▸ **Dataset records**:

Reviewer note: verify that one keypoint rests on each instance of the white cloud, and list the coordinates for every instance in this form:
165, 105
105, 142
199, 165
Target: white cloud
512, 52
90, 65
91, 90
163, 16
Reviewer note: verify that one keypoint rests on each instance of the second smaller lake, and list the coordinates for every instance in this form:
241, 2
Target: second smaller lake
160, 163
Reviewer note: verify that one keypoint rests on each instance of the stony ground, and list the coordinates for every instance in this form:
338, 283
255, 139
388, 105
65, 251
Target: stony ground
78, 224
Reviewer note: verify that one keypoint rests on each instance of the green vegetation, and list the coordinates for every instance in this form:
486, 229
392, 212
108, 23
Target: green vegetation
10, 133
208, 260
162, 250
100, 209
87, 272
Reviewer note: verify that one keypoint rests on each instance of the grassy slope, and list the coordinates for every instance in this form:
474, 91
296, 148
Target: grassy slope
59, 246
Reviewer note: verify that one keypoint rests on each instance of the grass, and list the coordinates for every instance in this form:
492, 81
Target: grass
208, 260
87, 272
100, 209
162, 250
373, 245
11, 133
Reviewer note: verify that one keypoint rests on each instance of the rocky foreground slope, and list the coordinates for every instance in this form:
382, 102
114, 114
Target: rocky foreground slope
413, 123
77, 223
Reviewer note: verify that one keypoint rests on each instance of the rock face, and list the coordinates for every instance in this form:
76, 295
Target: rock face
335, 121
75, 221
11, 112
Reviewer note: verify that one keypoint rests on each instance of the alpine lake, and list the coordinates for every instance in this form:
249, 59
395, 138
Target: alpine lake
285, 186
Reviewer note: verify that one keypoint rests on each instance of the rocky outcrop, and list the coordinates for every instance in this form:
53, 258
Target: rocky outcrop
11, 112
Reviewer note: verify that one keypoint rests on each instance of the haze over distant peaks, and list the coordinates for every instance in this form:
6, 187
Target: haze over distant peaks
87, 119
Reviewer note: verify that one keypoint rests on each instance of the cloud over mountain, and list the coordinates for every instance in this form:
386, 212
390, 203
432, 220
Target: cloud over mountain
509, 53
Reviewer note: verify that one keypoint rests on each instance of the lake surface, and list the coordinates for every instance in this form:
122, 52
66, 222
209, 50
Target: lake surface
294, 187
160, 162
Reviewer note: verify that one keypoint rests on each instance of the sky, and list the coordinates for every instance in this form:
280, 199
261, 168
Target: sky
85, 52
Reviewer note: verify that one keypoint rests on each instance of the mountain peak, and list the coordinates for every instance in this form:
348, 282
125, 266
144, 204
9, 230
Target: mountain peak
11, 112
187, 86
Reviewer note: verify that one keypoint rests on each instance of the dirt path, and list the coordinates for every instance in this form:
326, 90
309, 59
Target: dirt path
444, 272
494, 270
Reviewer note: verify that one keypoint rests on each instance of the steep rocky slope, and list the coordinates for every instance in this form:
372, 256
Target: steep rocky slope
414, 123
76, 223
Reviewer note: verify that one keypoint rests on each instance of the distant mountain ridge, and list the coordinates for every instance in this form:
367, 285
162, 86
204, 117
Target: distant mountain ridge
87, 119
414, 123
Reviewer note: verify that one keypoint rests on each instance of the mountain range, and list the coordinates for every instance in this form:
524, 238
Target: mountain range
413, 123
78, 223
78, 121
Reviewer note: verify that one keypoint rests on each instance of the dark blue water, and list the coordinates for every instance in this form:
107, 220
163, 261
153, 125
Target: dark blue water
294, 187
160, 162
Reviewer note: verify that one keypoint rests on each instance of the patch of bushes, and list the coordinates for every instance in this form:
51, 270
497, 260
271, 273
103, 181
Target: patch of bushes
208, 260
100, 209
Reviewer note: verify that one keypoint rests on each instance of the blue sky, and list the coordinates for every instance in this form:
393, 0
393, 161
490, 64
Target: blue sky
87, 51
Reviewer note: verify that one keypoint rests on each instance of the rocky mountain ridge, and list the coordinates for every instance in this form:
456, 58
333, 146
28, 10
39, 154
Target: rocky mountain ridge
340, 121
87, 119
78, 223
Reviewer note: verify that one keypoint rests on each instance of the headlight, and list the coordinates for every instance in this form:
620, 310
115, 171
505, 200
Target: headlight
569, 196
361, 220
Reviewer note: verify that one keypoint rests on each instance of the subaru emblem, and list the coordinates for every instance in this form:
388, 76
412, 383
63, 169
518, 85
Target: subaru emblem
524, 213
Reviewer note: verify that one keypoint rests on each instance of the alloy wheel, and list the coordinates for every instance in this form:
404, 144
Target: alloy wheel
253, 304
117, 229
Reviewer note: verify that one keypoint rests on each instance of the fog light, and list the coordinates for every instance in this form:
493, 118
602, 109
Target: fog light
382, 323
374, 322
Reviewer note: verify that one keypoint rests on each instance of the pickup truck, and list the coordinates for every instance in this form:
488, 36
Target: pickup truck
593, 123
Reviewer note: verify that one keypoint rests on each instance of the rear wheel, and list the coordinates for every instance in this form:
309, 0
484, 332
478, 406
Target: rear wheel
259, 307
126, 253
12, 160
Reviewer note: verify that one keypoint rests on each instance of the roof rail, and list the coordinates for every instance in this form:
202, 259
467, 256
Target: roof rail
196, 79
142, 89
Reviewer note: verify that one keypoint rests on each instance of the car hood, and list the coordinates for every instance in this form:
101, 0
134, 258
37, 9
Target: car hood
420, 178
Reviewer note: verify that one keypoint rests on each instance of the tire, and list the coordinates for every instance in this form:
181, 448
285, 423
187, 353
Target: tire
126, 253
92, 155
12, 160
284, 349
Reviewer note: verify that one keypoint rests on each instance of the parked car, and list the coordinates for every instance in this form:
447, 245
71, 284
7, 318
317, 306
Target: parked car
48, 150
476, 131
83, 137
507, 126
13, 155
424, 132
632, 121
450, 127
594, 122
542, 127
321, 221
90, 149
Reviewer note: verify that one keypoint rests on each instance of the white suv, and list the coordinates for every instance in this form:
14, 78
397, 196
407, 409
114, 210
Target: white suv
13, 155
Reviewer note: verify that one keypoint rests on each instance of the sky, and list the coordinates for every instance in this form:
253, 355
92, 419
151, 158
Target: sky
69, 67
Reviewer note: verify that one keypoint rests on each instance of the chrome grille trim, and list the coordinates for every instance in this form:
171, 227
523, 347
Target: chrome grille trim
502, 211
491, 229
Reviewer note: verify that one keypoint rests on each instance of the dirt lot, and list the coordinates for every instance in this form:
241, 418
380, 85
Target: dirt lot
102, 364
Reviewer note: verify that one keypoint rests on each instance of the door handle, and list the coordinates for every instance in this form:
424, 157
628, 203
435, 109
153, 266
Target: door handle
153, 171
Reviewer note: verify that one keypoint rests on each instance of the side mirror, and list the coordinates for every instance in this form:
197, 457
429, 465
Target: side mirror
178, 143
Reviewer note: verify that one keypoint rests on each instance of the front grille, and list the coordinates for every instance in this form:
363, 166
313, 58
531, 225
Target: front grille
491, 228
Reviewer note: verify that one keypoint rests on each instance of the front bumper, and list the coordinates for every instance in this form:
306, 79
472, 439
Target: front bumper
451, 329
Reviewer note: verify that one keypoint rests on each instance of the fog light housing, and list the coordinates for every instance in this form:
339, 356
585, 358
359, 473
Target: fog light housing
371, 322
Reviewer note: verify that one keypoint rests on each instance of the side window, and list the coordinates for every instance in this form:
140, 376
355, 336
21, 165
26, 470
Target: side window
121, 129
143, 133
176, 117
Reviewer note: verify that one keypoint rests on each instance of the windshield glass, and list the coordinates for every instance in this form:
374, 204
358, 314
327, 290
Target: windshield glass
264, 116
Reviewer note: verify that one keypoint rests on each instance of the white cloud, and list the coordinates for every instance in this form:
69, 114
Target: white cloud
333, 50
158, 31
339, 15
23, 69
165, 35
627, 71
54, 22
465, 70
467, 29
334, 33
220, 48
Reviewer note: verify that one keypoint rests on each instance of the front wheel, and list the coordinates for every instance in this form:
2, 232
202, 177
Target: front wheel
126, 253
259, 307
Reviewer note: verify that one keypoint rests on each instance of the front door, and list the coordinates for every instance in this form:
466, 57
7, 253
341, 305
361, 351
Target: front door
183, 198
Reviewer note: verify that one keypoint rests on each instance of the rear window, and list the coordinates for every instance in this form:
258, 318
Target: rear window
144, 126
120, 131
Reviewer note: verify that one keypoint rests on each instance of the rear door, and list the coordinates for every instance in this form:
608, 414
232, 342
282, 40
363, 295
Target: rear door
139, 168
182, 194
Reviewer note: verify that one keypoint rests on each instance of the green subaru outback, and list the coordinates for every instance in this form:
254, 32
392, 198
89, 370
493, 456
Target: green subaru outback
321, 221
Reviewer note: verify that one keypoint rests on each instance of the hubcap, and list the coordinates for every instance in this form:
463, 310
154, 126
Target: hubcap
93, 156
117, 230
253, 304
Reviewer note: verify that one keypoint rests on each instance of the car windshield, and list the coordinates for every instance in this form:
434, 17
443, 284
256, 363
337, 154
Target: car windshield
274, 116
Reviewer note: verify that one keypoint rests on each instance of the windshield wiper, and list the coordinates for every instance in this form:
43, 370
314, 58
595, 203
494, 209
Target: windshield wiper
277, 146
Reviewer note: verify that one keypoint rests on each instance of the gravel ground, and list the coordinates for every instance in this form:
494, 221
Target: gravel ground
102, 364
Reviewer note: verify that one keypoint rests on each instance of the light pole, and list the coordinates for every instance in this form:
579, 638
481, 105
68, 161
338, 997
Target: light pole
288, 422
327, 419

* * *

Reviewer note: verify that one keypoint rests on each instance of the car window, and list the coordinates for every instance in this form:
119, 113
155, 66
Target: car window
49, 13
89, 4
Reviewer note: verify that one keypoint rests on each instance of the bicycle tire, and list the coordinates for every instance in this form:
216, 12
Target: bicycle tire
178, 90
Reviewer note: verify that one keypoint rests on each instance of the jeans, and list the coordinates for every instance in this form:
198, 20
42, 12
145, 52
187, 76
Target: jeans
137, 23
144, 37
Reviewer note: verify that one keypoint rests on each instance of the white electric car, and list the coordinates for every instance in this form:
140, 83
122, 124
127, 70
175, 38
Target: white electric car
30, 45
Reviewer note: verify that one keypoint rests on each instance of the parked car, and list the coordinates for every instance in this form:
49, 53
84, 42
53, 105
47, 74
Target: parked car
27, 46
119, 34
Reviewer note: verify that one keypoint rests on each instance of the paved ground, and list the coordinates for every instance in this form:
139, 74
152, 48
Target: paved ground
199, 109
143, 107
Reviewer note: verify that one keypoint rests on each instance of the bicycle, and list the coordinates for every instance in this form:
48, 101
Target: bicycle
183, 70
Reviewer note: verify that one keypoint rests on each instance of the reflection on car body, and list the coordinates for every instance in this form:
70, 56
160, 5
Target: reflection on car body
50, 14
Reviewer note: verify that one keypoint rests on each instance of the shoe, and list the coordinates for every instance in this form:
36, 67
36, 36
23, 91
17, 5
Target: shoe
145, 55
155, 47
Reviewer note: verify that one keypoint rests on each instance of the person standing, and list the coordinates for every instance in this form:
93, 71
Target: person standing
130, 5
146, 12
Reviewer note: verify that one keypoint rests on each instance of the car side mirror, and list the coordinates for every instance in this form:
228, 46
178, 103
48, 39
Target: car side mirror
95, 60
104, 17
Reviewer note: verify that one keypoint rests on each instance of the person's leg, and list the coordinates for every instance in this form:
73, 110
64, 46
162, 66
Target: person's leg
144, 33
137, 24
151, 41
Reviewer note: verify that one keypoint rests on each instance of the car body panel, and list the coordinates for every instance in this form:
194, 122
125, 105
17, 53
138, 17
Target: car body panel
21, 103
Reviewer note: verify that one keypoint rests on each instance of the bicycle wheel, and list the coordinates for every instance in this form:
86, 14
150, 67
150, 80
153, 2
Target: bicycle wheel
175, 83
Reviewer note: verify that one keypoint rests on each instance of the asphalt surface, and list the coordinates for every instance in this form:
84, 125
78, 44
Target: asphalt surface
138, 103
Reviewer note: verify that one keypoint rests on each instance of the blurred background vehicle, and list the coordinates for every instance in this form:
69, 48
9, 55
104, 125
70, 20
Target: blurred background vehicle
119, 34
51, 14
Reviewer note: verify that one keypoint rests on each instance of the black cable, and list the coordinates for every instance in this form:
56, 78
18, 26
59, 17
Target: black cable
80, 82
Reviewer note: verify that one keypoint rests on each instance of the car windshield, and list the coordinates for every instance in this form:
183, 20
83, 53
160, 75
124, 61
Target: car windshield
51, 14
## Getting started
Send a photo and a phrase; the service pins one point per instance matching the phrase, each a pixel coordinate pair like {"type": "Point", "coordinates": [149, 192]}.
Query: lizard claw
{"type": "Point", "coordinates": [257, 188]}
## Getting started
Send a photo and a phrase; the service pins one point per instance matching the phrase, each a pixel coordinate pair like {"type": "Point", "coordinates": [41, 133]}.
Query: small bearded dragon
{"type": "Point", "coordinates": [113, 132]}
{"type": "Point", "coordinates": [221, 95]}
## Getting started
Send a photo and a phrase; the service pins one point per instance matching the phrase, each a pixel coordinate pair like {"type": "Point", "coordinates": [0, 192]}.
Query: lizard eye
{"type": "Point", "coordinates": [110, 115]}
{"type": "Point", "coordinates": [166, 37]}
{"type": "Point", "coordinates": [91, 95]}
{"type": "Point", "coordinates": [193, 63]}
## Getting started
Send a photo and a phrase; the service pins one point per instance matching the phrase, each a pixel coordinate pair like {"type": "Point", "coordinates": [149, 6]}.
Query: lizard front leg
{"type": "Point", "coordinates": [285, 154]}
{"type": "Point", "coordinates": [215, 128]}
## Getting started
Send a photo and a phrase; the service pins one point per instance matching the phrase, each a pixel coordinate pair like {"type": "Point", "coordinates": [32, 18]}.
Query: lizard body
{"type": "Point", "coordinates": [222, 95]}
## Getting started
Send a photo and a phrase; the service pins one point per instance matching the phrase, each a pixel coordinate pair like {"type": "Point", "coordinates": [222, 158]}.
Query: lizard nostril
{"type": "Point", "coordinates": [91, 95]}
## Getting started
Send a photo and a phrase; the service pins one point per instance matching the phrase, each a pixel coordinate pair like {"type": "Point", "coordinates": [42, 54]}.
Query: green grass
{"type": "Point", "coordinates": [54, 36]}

▸ **Work task**:
Check each line of the data above, and please copy the ones in which the string "service" occurs.

▸ **Answer section**:
Send a photo and a phrase; the service pins one point per instance matching the phrase, each a pixel coordinate pair like {"type": "Point", "coordinates": [149, 192]}.
Send a photo and a phrase; the service pins one point per instance matching the phrase, each a pixel coordinate pair like {"type": "Point", "coordinates": [41, 133]}.
Send a photo and a phrase; the service pins one point per instance matching the phrase, each a pixel coordinate pair like {"type": "Point", "coordinates": [0, 192]}.
Send a photo and a phrase; the service pins one point per instance matching the phrase, each a pixel coordinate pair like {"type": "Point", "coordinates": [149, 6]}.
Send a photo and a phrase; the service pins one point per instance matching the phrase, each a pixel coordinate pair like {"type": "Point", "coordinates": [32, 18]}.
Send a photo and a phrase; the service pins one point per instance matching the phrase, each a pixel coordinate pair like {"type": "Point", "coordinates": [222, 158]}.
Send a photo and a phrase; the service pins one point per instance matching the phrase, each a pixel coordinate pair like {"type": "Point", "coordinates": [42, 54]}.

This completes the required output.